§ **Job**
From the forum thread on Syria's Internet outage, return the passage starting with "Syrian Internet Is" and going on through "know the year.", copied word for word.

Syrian Internet Is Off The Air - charliesome
http://www.renesys.com/blog/2012/11/syria-off-the-air.shtml
======
bitcartel
Maybe time to name and shame? In the following news, the name of the country
has been replaced with Syria. Can you guess the country? Bonus points if you
know the year.

[1] "For hundreds of thousands of Syrians, getting to work, school or the
market has been virtually impossible since Syria’s latest anti-terror campaign
began. Now, they won’t be able to get online, either." "The Syrian army
stormed the office building where six employees were believed to be staying in
order to maintain Internet service during this difficult time" "Explosions
were heard and the fate of the six employees is unknown."

[2] "Syria cuts off internet access. Most of the major internet service
providers in Syria are offline following week-long protests. Syria appears to
have cut off almost all access to the internet from inside and outside the
country from late on Thursday night" "Every Syrian provider, every business,
bank, internet cafe, website, school, embassy and government office that
relied on the big four Syrians ISPs for their internet connectivity is now cut
off from the rest of the world."

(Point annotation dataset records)
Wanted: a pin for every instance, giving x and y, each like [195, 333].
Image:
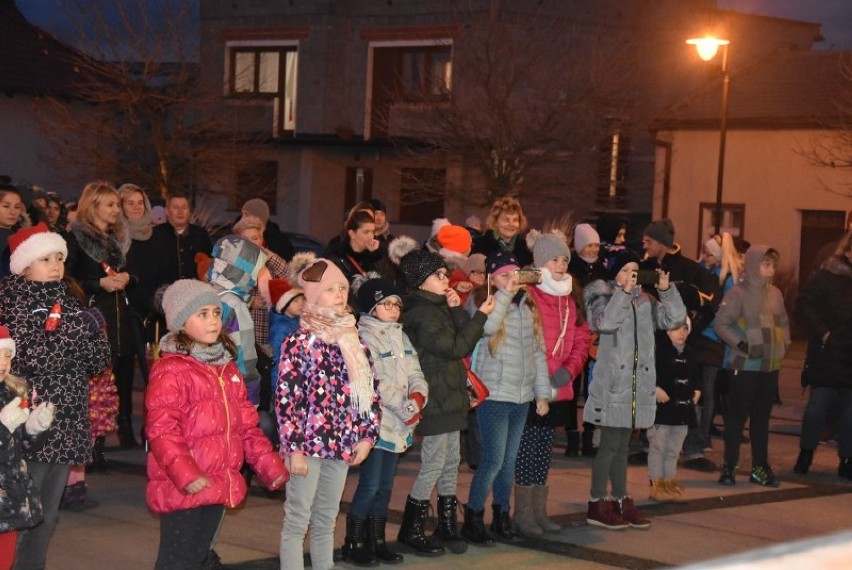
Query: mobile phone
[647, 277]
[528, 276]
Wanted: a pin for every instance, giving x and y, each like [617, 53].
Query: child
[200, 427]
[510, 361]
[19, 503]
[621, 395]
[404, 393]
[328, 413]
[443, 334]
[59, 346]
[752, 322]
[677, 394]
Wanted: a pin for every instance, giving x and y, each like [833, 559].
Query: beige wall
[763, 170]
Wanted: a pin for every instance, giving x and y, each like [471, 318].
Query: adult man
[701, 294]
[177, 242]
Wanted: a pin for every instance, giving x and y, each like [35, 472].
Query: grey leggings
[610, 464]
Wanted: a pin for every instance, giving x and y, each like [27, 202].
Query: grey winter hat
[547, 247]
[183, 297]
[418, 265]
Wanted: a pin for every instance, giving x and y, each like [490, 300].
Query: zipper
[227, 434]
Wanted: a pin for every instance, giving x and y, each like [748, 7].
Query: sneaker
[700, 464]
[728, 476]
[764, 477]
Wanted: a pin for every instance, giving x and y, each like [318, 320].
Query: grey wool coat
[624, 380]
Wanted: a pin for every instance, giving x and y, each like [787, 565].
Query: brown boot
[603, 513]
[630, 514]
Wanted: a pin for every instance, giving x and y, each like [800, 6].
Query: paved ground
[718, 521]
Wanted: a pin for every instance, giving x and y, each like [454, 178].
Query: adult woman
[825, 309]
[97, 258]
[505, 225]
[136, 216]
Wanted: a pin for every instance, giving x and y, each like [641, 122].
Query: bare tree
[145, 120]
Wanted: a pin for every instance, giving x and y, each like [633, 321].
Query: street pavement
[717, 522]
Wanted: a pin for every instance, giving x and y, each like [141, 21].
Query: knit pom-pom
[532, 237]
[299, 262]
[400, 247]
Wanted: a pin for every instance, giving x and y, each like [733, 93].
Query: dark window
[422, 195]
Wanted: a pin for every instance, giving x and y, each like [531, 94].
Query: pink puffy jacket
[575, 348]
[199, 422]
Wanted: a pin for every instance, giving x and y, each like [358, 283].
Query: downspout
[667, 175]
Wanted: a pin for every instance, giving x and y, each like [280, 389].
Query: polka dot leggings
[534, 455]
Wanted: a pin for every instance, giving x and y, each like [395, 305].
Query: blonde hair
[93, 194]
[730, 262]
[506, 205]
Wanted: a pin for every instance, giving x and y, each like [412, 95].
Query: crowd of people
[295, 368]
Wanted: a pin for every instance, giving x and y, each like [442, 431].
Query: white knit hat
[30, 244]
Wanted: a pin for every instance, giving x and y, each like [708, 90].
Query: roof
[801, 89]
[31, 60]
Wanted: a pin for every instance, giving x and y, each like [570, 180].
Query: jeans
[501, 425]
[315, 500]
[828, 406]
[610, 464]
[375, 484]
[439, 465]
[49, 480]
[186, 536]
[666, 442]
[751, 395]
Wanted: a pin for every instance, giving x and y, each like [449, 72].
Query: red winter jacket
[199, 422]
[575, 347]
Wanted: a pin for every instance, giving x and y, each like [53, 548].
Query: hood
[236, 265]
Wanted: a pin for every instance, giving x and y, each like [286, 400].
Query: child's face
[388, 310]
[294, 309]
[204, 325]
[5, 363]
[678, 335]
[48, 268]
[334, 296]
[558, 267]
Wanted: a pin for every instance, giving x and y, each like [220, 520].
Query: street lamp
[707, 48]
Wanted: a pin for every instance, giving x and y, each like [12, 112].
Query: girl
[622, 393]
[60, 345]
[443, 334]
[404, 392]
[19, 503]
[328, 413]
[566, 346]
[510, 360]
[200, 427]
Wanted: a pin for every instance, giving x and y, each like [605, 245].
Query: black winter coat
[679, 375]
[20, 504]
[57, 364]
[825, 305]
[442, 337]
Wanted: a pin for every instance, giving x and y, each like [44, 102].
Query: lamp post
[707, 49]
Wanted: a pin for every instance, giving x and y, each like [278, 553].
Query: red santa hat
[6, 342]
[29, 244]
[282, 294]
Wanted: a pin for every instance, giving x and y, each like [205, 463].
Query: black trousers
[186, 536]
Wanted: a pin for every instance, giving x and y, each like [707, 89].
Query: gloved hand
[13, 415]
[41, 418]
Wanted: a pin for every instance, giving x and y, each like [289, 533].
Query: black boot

§ **Exercise answer**
Syrian Internet Is Off The Air - charliesome
http://www.renesys.com/blog/2012/11/syria-off-the-air.shtml
======
bitcartel
Maybe time to name and shame? In the following news, the name of the country
has been replaced with Syria. Can you guess the country? Bonus points if you
know the year.